## Consigne
Traduisez en anglais cette phrase de l'extrait choisi : « Avec Les Petits Champions, Disney s'essaye donc au film sportif. »

## Extrait choisi
---*---

Les Petits Champions
Le synopsis
Redoutable avocat aux résultats impressionnants, Gordon Bombay est arrêté en état d'ivresse puis condamné à un travail d'intérêt général. Ancien champion de hockey, il devra ainsi, malgré la promesse qu'il s'était faite de ne plus jamais remonter sur des patins à glaces, entraîner l'équipe du 5e district de la catégorie pee-wee (11-12 ans) de Minneapolis-Saint Paul... réputée être la plus nulle de la région ! |
La critique
Les Petits Champions marque une première pour Walt Disney Pictures qui se lance avec ce long-métrage dans ce qui deviendra une tradition pour le label : le film sportif. Et s'il se fait accueillir par une critique négative, le public, lui, plébiscite l'opus, au point de le rendre culte pour toute une génération, ouvrant ainsi la création d'une franchise lucrative pour Disney.
Avec Les Petits Champions, Disney s'essaye donc au film sportif. Étonnamment, c'est un genre qu'il avait peu exploré mis à part à la télévision, notamment par exemple avec le téléfilm Tiger Town en 1984, ou alors en distribuant via Buena Vista Pictures un long-métrage non produit par lui (chose assez rare avant 1985) comme Take Down en 1979. Le succès des (Les) Petits Champions va alors changer la donne : le label se met en effet à produire plusieurs films sur le sport durant les années 90, souvent des comédies, comme par exemple Rasta Rockett en 1993, Angels : Une Équipe aux Anges en 1994 ou Une Équipe de Nases ! en 1995. Dans les années 2000, Disney continue la tradition des films sportifs mais se tourne plutôt vers des drames tirés d'histoire vraies. Le plus célèbre est sûrement le magnifique Le Plus Beau des Combats en 2000, mais il peut être aussi cité Rêve de Champion en 2002, Miracle en 2004 ou encore Invincible en 2006. Dans les années 2010, l'intérêt du public pour ce genre de films se tarit mais cela n'empêche pas Disney d'offrir quelques très beaux films comme McFarland en 2015 ou La Dame de Katwe en 2016. Dans les années 2020, l'arrivée de Disney+ permet au label de proposer à nouveau des aventures sportives, dont le superbe Safety en 2020.

---*---

## Lignes de données
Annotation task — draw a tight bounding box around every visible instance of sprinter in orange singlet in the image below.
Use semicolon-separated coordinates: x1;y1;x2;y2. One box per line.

---*---

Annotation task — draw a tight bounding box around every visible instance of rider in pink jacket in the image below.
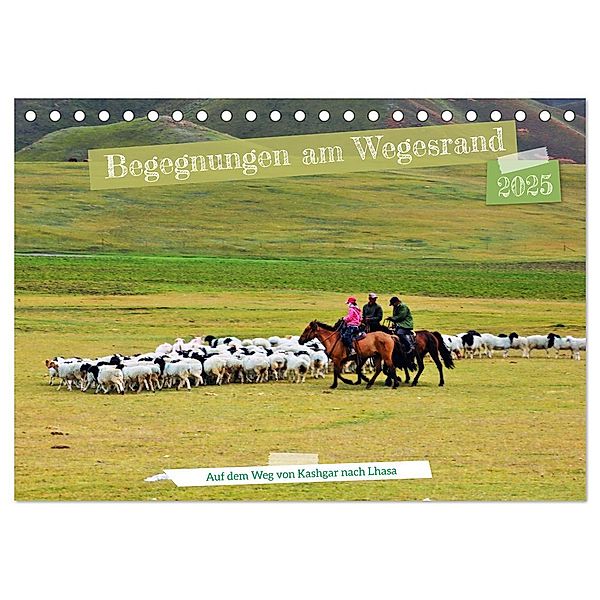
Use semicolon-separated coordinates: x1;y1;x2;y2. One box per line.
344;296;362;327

---*---

## Réponse
With Les Petits Champions, Disney thus tries its hand at the sports film.